-- THE INPUT start --

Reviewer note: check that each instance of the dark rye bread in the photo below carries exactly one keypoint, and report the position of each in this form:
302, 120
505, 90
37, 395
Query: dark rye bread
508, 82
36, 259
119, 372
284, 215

-- THE INPUT end --
-- THE INPUT start --

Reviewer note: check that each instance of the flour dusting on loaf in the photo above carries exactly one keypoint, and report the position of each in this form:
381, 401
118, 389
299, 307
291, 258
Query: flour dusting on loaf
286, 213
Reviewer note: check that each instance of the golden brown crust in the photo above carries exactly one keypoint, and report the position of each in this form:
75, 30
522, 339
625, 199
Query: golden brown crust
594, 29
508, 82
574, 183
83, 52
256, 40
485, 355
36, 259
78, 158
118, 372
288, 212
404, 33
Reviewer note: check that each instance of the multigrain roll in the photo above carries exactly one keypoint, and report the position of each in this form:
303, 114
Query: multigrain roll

-- THE INPUT end --
-- THE INPUT start --

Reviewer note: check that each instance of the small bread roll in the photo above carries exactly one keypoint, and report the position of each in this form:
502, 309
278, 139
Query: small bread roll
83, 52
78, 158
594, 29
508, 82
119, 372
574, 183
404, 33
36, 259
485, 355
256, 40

-- THE INPUT end --

Quote word for word everything in the data from the line containing "Reviewer note: check that each instance of the golden" down to the line containing "Query: multigrain roll", with both of those lines included.

OUTPUT BELOW:
Reviewer note: check that each instance of the golden brown crust in the photo above carries exactly one keypoint, and report the position of each in this form:
75, 30
522, 339
625, 199
Query: golden brown crust
594, 29
508, 82
574, 183
83, 52
256, 40
485, 355
36, 259
78, 158
118, 372
288, 212
404, 33
Reviewer note: check that each instance of the multigrain roll in the photo above carries exactly one keypoint, and report the position of each in this form:
303, 114
Query: multigrain roll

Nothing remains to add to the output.